* _GIVEN PROBLEM_
How many lines in the rows below contain the string "yellow"? Case counts. Reply with the number alone.
======== INPUT FOR THIS TASK
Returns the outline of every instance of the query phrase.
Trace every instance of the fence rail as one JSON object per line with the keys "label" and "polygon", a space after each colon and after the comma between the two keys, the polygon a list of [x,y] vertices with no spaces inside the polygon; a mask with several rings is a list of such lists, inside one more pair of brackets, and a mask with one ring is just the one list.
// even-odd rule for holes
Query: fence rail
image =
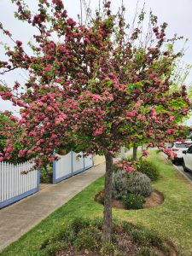
{"label": "fence rail", "polygon": [[84,156],[83,152],[71,151],[66,155],[57,155],[60,160],[53,162],[53,183],[57,183],[93,166],[92,155]]}
{"label": "fence rail", "polygon": [[30,161],[0,163],[0,209],[39,190],[39,172],[30,171],[32,166]]}

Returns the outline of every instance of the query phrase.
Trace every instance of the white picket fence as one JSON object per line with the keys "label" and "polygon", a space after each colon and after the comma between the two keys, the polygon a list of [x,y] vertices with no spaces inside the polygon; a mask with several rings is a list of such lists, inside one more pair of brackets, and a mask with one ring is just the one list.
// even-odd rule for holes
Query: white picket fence
{"label": "white picket fence", "polygon": [[59,155],[60,160],[53,162],[53,183],[61,182],[93,166],[92,155],[84,156],[83,152],[71,151]]}
{"label": "white picket fence", "polygon": [[0,209],[39,190],[39,172],[30,171],[32,166],[30,161],[0,163]]}

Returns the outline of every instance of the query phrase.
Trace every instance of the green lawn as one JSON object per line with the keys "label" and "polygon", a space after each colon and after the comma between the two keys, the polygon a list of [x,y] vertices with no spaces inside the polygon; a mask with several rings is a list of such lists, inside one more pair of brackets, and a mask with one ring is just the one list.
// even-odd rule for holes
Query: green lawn
{"label": "green lawn", "polygon": [[[154,183],[165,195],[162,205],[143,210],[113,210],[113,216],[158,231],[172,240],[182,255],[192,255],[192,185],[174,167],[151,152],[149,160],[160,170],[160,179]],[[76,216],[102,217],[102,206],[94,201],[96,193],[103,188],[103,177],[90,184],[68,203],[50,214],[31,231],[8,247],[0,255],[40,255],[42,242],[54,236],[61,227]]]}

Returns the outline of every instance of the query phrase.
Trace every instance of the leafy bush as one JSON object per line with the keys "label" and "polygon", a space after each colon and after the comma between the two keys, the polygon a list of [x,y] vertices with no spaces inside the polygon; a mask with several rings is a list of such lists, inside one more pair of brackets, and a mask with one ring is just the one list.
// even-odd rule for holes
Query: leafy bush
{"label": "leafy bush", "polygon": [[137,161],[137,170],[146,174],[152,181],[157,181],[160,177],[160,171],[156,166],[146,160]]}
{"label": "leafy bush", "polygon": [[90,226],[79,231],[74,242],[77,250],[94,250],[98,246],[98,241],[102,239],[102,232],[94,226]]}
{"label": "leafy bush", "polygon": [[137,256],[158,256],[158,254],[148,247],[143,247],[137,254]]}
{"label": "leafy bush", "polygon": [[[125,250],[119,244],[119,235],[128,235],[132,241],[137,244],[140,249],[137,256],[156,256],[153,250],[159,248],[162,250],[166,255],[170,254],[170,248],[165,241],[157,236],[154,232],[143,229],[143,227],[136,227],[132,224],[127,222],[113,222],[113,239],[110,243],[102,241],[102,219],[96,218],[90,220],[85,218],[76,218],[67,225],[61,226],[57,234],[53,234],[52,237],[45,240],[39,247],[38,255],[54,256],[62,253],[67,254],[68,249],[73,252],[77,250],[88,249],[90,253],[101,253],[102,255],[127,255]],[[148,247],[151,249],[147,249]],[[63,255],[64,255],[63,254]],[[77,253],[78,254],[78,253]],[[95,255],[94,254],[94,255]],[[30,254],[31,255],[31,254]],[[33,255],[33,252],[32,252]],[[35,255],[35,253],[34,253]],[[38,254],[37,254],[38,255]]]}
{"label": "leafy bush", "polygon": [[119,170],[113,174],[112,193],[115,199],[122,199],[127,194],[148,196],[152,190],[150,179],[143,173]]}
{"label": "leafy bush", "polygon": [[142,209],[145,198],[143,195],[128,194],[123,196],[123,205],[125,209]]}
{"label": "leafy bush", "polygon": [[148,196],[152,192],[150,178],[141,172],[130,172],[127,180],[127,192]]}

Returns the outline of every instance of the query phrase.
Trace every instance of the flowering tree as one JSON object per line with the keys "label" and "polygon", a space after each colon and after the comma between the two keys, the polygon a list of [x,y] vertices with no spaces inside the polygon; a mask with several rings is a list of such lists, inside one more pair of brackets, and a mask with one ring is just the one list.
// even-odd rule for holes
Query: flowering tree
{"label": "flowering tree", "polygon": [[[20,107],[15,125],[24,131],[25,148],[19,155],[35,153],[37,160],[50,160],[54,148],[69,143],[87,154],[105,154],[102,237],[110,241],[113,154],[141,137],[162,143],[183,129],[173,120],[187,114],[190,105],[185,86],[170,90],[172,65],[180,53],[164,47],[166,24],[158,26],[152,14],[151,30],[142,40],[143,12],[128,32],[124,8],[113,15],[110,2],[104,1],[102,15],[96,12],[89,25],[69,18],[61,0],[38,0],[35,15],[23,1],[12,2],[18,6],[16,17],[38,31],[36,43],[30,43],[32,55],[15,41],[14,49],[6,46],[9,61],[0,62],[2,74],[16,68],[29,73],[21,94],[18,82],[13,89],[0,87],[3,100]],[[12,38],[3,25],[1,29]],[[11,157],[12,143],[9,136],[1,160]]]}

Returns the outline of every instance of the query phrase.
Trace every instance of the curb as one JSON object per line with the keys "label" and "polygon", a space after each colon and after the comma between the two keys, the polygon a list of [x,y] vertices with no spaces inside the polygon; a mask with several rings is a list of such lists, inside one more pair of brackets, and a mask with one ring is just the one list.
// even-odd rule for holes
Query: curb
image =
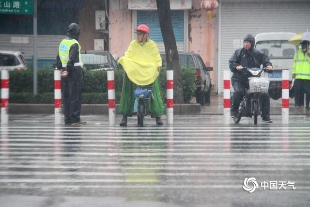
{"label": "curb", "polygon": [[[118,114],[119,104],[115,105],[116,114]],[[62,111],[63,113],[63,106]],[[186,115],[199,113],[201,106],[199,104],[174,104],[173,114]],[[45,113],[54,114],[54,105],[51,104],[9,104],[9,113],[11,114],[36,114]],[[108,114],[108,104],[82,104],[81,115]]]}

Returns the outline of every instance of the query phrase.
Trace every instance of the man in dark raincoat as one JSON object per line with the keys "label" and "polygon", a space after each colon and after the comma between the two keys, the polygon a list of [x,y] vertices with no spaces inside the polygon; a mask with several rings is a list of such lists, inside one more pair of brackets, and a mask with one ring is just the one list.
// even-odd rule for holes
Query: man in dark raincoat
{"label": "man in dark raincoat", "polygon": [[[255,49],[255,44],[254,37],[251,34],[248,34],[243,40],[243,48],[237,49],[229,60],[229,68],[233,73],[232,77],[232,85],[234,90],[231,108],[231,116],[232,117],[237,116],[244,89],[247,86],[248,88],[248,77],[242,71],[242,67],[260,68],[263,64],[267,69],[273,69],[272,64],[268,56],[261,50]],[[272,123],[269,114],[270,102],[269,94],[267,93],[262,94],[261,98],[262,121]],[[249,108],[248,106],[248,111]]]}
{"label": "man in dark raincoat", "polygon": [[82,104],[82,79],[83,63],[81,59],[81,46],[78,40],[79,26],[71,23],[68,27],[67,37],[59,45],[57,67],[62,77],[64,96],[64,123],[70,125],[84,125],[80,118]]}

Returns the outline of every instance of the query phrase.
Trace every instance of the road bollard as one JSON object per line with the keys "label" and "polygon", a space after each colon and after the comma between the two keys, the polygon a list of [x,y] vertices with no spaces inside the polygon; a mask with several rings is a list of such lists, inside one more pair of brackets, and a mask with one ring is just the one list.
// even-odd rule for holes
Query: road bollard
{"label": "road bollard", "polygon": [[115,125],[115,90],[114,89],[114,71],[108,71],[108,97],[109,125]]}
{"label": "road bollard", "polygon": [[282,71],[282,124],[289,124],[289,74],[288,70]]}
{"label": "road bollard", "polygon": [[9,72],[7,70],[1,71],[1,124],[9,123]]}
{"label": "road bollard", "polygon": [[55,124],[62,124],[62,76],[60,70],[54,71]]}
{"label": "road bollard", "polygon": [[223,73],[223,123],[224,124],[229,124],[231,118],[231,74],[229,70],[224,70]]}
{"label": "road bollard", "polygon": [[173,124],[173,71],[167,71],[167,124]]}

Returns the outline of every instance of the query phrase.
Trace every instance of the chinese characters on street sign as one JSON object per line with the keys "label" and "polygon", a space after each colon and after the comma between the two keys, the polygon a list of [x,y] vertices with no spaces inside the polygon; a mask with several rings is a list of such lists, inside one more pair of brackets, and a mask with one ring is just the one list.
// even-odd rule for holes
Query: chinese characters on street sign
{"label": "chinese characters on street sign", "polygon": [[0,14],[32,15],[33,0],[0,0]]}

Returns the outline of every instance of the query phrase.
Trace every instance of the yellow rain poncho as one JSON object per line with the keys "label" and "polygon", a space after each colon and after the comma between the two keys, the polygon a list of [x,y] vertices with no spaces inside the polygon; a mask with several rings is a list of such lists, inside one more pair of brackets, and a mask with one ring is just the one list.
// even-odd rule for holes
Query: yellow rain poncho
================
* _SOLUTION TO THE EXERCISE_
2